### PASSAGE PROVIDED:
= = = =
Specifying .hy with no argument is the same as specifying .hy 1. The other numeric values are additive. For example, .hy 12 (.hy 4 plus .hy 8) will keep nroff and troff from breaking short syllables at the beginning or end of words, and .hy 14 will put all three hyphenation restrictions into effect.

▪ Page Layout ▪

Apart from the adjusted address block, the biggest formatting drawback that you probably noticed when we formatted the sample letter is that there was no left or top margin. Furthermore, though it is not apparent from our one-page example, there is no bottom margin either. If there were enough text in the input file to run onto a second page, you would see that the text ran continuously across the page boundary.

In normal use, these layout problems would be handled automatically by either the ms or mm macro packages (described later). Here, though, we want to understand how the formatter itself works.

Let’s continue our investigation of the nroff and troff markup language with some basic page layout commands. These commands allow you to affect the placement of text on the page. Some of them (those whose descriptions begin with the word set) specify conditions that will remain in effect until they are explicitly changed by another instance of the same request. Others have a one-time effect.
= = = =
### DATA EXTRACT:
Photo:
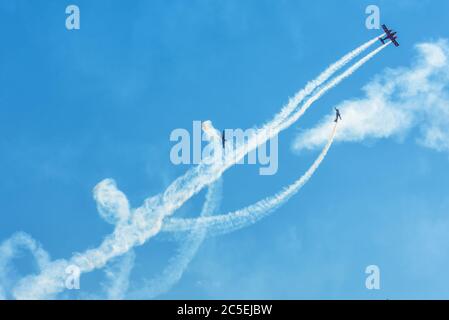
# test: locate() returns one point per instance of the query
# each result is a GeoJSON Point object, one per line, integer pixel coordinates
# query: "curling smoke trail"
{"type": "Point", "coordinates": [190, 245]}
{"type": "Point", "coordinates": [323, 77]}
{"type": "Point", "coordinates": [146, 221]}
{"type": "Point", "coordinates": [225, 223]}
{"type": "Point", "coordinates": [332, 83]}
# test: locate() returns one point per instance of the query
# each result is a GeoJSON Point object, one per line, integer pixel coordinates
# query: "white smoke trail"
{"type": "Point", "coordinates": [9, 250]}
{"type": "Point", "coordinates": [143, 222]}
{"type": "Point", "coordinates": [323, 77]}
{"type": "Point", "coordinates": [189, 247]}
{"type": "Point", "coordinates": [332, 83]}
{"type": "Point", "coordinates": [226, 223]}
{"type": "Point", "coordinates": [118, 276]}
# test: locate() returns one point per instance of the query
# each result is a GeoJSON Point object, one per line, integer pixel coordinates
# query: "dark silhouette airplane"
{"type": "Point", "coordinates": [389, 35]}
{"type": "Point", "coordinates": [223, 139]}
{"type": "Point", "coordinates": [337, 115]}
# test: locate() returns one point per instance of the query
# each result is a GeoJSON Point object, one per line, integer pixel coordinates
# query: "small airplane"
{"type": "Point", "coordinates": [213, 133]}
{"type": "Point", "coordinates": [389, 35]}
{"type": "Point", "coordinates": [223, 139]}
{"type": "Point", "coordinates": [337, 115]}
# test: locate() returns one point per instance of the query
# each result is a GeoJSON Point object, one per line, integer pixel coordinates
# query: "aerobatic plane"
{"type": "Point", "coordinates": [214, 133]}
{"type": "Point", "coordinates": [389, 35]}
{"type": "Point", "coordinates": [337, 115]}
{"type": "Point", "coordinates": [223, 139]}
= = = =
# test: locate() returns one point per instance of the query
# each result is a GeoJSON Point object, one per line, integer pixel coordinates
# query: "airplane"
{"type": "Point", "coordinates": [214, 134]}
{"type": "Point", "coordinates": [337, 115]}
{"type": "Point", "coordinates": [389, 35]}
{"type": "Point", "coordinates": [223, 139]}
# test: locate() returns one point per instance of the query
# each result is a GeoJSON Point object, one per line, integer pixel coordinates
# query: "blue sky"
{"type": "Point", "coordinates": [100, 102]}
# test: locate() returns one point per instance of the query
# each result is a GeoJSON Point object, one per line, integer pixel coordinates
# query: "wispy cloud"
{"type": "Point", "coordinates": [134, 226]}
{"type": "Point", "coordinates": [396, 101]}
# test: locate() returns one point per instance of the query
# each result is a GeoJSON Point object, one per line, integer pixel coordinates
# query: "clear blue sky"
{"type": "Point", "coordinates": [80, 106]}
= = = =
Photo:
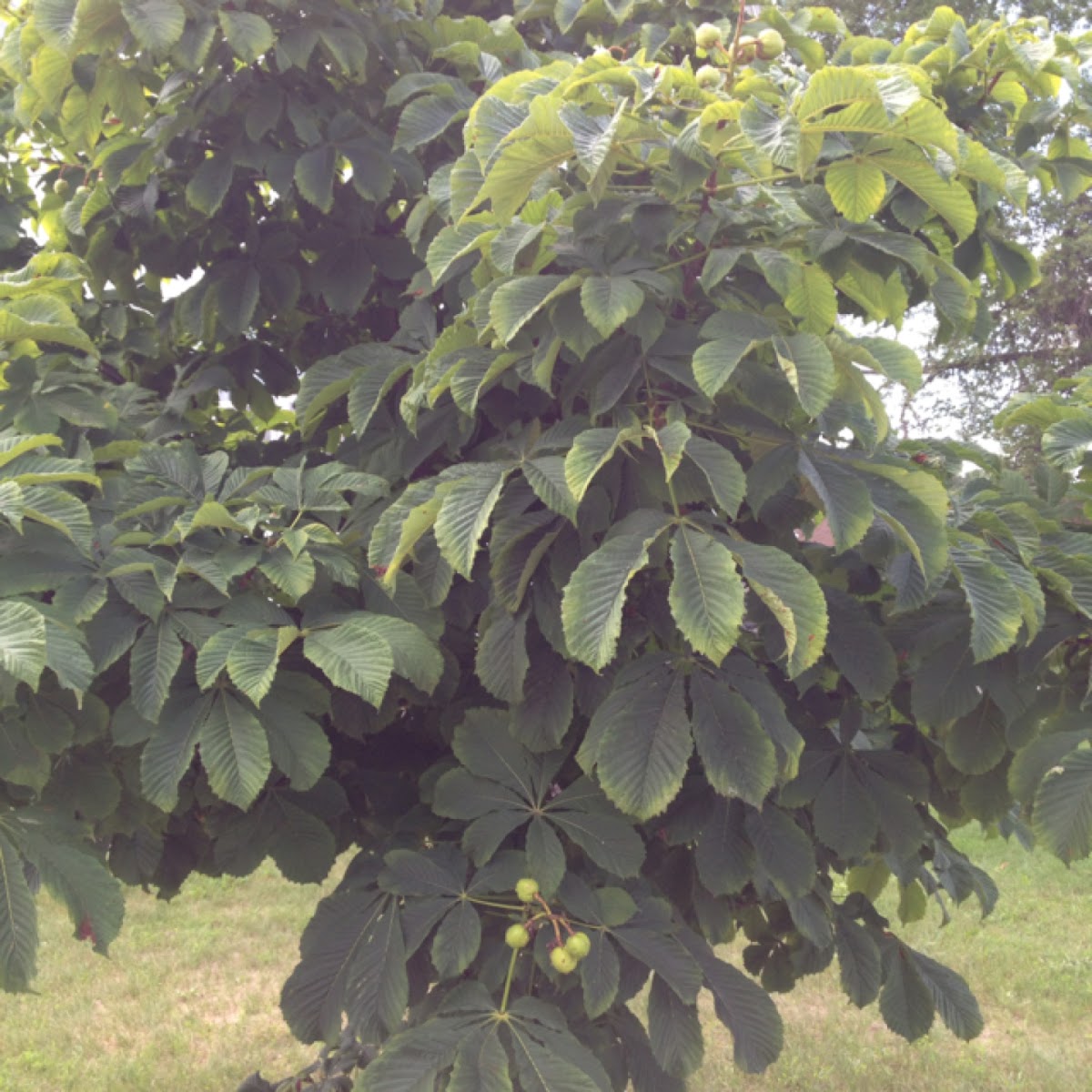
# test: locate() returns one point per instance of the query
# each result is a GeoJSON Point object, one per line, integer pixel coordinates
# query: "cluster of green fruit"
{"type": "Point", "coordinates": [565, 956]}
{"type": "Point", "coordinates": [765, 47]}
= = = =
### STATED TASK:
In the passage on nroff and troff formatting, which hyphenation request puts all three hyphenation restrictions into effect?

### THE OUTPUT:
.hy 14